__ЗАДАНИЕ__:
Продолжите текст о Громыко, начав сразу после его последнего предложения.

__ИСХОДНЫЙ ТЕКСТ__:
►

Тем не менее его пониманию Америки (и Советского Союза, если на то пошло) недостает чего-то существенного. За пределами его политического кругозора остается фактор, именуемый "простым народом”. В Нью-Йорке Громыко не видит ничего, кроме официальных зданий, где работает и отдыхает. Если он выходит на прогулку, то лишь в пределах огороженной территории резиденции в Глен-Коуве.
Известно, что он не пьет, не курит и отличается крепким здоровьем. Впрочем, в начале 70-х годов его здоровье начало сдавать. Стали возникать спазмы сосудов, сопровождавшиеся несколько раз временной потерей речи (однажды это случилось с ним на заседании Политбюро). Врачи предписали Громыко установить для себя несколько облегченный рабочий режим и больше отдыхать. Ему пришлось подчиниться и начать проводить больше времени на охоте и за игрой в шахматы с собственной женой и со своим заместителем Анатолием Ковалевым.
Громыко уделяет немалое внимание своему гардеробу. Он носит элегантные костюмы из дорогих заграничных материалов, сшитые на заказ в мидовском ателье. Правда, его вкусы я бы назвал дремуче консервативными, потому что с того дня, как я впервые с ним встретился, они нисколько не изменились. Из-за личного пристрастия Громыко к старомодным широкополым шляпам мне однажды пришлось потерять массу времени и порядком потрепать себе нервы. Именно такую шляпу он купил когда-то, в незапамятные времена, и она уже, мягко говоря, имела весьма потрепанный вид. В одно из его ежегодных посещений Нью-Йорка его помощники обрыскали весь город, ища ей замену, но вернулись ни с чем. Громыко настаивал, чтобы ему купили абсолютно такую же шляпу. Один галантерейщик, посмотрев на нее, сказал, что "он видел подобную шляпу лет пятьдесят назад”. Лидия Дмитриевна решила поручить это нелегкое дело мне.

◄

__ДАННЫЕ__:
►

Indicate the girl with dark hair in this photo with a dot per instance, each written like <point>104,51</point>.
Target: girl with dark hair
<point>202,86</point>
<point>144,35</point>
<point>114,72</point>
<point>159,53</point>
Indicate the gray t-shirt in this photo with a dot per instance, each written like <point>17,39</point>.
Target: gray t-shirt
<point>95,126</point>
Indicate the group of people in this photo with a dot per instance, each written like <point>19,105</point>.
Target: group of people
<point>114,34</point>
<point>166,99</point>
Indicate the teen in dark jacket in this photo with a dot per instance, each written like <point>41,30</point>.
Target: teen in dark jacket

◄

__РЕЗУЛЬТАТ ВЫПОЛНЕНИЯ__:
— Аркадий Николаевич, вы знаете Нью-Йорк лучше всех нас. Может, вам с вашими связями удастся достать для Андрея Андреевича точно такую же шляпу?
Легче было бы, наверное, разыскать редкую почтовую марку или какое-нибудь уникальное антикварное изделие. Я буквально прочесал вдвоем с приятелем-американцем весь Манхэттен, обойдя десятки магазинов — от Орчард-стрит до верхней части города, пока мы наконец разыскали нужную нам шляпу в пыльной кладовой какого-то магазинчика.
18 июля 1984 года Громыко исполнилось 75 лет; но он, что называется, сохранился лучше многих своих коллег, находящихся в том же возрасте. Отнюдь не собираясь уходить на покой, он посвящает еще больше, чем прежде, сил и времени формированию советской внешней политики. Западные наблюдатели приписывают ему сомнительную честь главного инициатора сверхжесткой линии, которую Кремль проводил в отношении Соединенных Штатов на протяжении 1984 года.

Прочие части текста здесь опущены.